--- Start SOURCE DOCUMENT ---

Fedora buildsys and SELinux

Stephen Smalley sds at tycho.nsa.gov
Thu Apr 24 16:58:55 UTC 2008


On Tue, 2008-04-22 at 12:38 -0400, Stephen Smalley wrote:
> On Tue, 2008-04-22 at 11:55 -0400, Stephen Smalley wrote:
> > On Thu, 2008-04-17 at 09:12 -0400, Stephen Smalley wrote:
> > > On Wed, 2008-04-16 at 23:23 -0400, Bill Nottingham wrote:
> > > > James Morris (jmorris at namei.org) said: 
> > > > > > You cannot create files in a chroot of a context not known by the
> > > > > > host policy. This means that if your host is running RHEL 5, you are
> > > > > > unable to compose any trees/images/livecds with SELinux enabled for
> > > > > > later releases.
> > > > > 
> > > > > Ok, that's what I suspected.
> > > > > 
> > > > > One of the possible plans for this is to allow a process to run in a 
> > > > > separate policy namespace, and probably also utilize namespace support in 
> > > > > general.

--- End SOURCE DOCUMENT ---
--- Start DATA SUPPLIED ---

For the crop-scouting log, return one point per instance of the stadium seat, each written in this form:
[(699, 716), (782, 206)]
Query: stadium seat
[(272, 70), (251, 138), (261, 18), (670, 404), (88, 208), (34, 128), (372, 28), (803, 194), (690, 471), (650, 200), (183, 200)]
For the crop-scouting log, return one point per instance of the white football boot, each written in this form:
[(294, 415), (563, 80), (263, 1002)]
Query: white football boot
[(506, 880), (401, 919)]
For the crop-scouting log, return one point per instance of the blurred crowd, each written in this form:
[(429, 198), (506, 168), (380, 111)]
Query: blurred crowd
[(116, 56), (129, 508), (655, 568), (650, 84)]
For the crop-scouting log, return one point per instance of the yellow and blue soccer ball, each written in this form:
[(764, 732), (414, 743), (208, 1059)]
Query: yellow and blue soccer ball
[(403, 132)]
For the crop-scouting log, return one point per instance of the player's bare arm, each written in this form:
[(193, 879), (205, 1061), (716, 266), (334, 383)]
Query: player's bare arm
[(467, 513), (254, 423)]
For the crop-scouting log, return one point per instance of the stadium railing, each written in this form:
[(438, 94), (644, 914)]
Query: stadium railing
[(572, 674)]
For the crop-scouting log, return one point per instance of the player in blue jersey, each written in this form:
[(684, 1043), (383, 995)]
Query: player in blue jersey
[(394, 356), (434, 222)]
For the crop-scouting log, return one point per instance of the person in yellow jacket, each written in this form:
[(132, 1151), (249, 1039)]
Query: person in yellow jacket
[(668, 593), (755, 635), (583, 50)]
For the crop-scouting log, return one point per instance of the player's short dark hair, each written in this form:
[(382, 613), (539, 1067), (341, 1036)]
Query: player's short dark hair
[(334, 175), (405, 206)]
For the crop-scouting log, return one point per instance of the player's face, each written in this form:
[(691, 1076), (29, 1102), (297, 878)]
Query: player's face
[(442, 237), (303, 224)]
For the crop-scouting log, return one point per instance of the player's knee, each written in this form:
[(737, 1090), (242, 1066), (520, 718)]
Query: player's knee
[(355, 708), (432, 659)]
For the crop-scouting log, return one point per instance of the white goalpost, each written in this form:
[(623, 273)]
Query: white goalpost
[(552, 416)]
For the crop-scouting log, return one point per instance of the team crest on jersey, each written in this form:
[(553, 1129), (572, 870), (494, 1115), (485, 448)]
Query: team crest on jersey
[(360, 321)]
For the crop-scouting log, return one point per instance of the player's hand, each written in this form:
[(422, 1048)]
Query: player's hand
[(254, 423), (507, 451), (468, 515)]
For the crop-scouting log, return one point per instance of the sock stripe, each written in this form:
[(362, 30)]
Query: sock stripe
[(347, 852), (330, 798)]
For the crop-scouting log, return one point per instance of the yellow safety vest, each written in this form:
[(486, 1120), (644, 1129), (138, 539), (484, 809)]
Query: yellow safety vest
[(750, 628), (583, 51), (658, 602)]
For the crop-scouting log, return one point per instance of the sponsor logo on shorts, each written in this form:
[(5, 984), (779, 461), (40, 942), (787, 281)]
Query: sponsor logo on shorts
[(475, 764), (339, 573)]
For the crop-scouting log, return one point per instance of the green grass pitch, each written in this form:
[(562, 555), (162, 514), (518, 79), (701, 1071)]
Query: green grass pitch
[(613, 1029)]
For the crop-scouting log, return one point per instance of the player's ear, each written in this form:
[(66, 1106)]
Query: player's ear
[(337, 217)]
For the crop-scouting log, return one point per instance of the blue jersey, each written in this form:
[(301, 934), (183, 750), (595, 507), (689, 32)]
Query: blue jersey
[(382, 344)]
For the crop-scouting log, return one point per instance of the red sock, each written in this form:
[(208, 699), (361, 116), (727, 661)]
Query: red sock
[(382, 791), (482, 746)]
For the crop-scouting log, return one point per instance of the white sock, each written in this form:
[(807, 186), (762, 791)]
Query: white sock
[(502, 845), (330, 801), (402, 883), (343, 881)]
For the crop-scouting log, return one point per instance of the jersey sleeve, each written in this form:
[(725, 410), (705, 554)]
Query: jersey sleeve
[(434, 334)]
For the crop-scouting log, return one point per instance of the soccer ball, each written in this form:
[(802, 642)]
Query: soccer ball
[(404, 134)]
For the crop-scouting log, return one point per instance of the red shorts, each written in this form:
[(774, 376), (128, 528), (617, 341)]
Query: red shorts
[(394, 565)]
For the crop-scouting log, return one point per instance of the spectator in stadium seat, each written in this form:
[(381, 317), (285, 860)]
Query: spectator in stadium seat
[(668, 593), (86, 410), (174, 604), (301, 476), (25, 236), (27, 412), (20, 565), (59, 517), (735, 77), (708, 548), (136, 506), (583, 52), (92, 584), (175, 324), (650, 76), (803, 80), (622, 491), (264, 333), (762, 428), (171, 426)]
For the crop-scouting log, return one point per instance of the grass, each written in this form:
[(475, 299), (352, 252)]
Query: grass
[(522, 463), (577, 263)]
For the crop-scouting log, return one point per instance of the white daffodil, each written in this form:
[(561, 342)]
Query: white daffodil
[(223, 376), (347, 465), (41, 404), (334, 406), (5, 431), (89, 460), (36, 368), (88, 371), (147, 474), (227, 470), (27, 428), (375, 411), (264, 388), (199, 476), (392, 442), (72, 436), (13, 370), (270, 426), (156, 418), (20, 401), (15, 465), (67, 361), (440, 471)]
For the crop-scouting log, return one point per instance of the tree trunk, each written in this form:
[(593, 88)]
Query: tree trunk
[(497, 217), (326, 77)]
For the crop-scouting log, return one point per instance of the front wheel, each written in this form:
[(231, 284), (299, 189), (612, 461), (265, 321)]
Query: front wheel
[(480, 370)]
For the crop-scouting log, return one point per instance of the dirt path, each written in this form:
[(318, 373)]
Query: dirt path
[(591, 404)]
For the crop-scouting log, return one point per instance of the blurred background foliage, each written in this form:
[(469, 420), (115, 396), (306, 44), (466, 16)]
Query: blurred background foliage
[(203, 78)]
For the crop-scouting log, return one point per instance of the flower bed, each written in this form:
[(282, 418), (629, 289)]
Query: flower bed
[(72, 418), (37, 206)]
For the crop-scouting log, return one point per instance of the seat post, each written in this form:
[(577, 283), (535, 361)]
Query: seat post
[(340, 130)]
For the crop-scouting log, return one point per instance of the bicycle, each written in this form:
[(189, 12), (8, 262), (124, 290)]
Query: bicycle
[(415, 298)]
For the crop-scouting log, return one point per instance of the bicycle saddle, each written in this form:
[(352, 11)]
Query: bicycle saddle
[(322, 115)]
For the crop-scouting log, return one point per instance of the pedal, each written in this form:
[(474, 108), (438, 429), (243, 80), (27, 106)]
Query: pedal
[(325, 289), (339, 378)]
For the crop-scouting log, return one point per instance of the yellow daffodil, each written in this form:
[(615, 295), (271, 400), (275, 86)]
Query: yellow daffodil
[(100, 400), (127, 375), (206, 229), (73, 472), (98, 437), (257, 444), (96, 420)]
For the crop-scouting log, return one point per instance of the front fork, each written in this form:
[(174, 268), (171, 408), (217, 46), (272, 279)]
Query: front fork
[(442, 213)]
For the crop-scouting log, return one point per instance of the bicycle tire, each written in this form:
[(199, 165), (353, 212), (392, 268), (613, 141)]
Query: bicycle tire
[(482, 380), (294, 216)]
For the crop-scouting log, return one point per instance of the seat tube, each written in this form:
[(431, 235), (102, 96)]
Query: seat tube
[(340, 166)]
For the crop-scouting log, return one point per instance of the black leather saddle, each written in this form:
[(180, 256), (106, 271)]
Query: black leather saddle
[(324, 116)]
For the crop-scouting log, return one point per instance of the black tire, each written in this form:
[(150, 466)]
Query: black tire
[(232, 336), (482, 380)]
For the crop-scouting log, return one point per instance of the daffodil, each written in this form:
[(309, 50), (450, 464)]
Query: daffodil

--- End DATA SUPPLIED ---

STATED GOAL:
Carry on the SELinux mailing-list thread from its final line, writing as the next quoted reply would continue.

WRITTEN REPLY:
> > > > > 
> > > > > This is non-trivial and needs more analysis.
> > > > 
> > > > Incidentally, this is also one of the blockers for policy-in-packages,
> > > > rather than a monolithic one.
> > > 
> > > I assume you mean setting down unknown file labels rather than
> > > per-namespace or per-chroot policy support.  I think they are related
> > > but different.  The former is required if you always plan to install the
> > > files _before_ loading the policy.  The latter is required primarily for
> > > getting any scriptlets to run in the right security contexts so that any
> > > files they create are labeled appropriately within the chroot.
> > 
> > BTW, for reference, a patch to support setting down unknown file labels
> > was posted here a couple of years ago:
> > http://marc.info/?l=selinux&m=114771094617968&w=2
> 
> And the last version of that patch was:
> http://marc.info/?l=selinux&m=114840466518263&w=2
> Not that it applies cleanly anymore, of course.

Note for anyone trying to revive that patch:  please be sure to
introduce a new security class for that permission instead of adding it
to the security class as I did in that patch, so that we can be certain
that this new ability won't be allowed to unconfined domains by default.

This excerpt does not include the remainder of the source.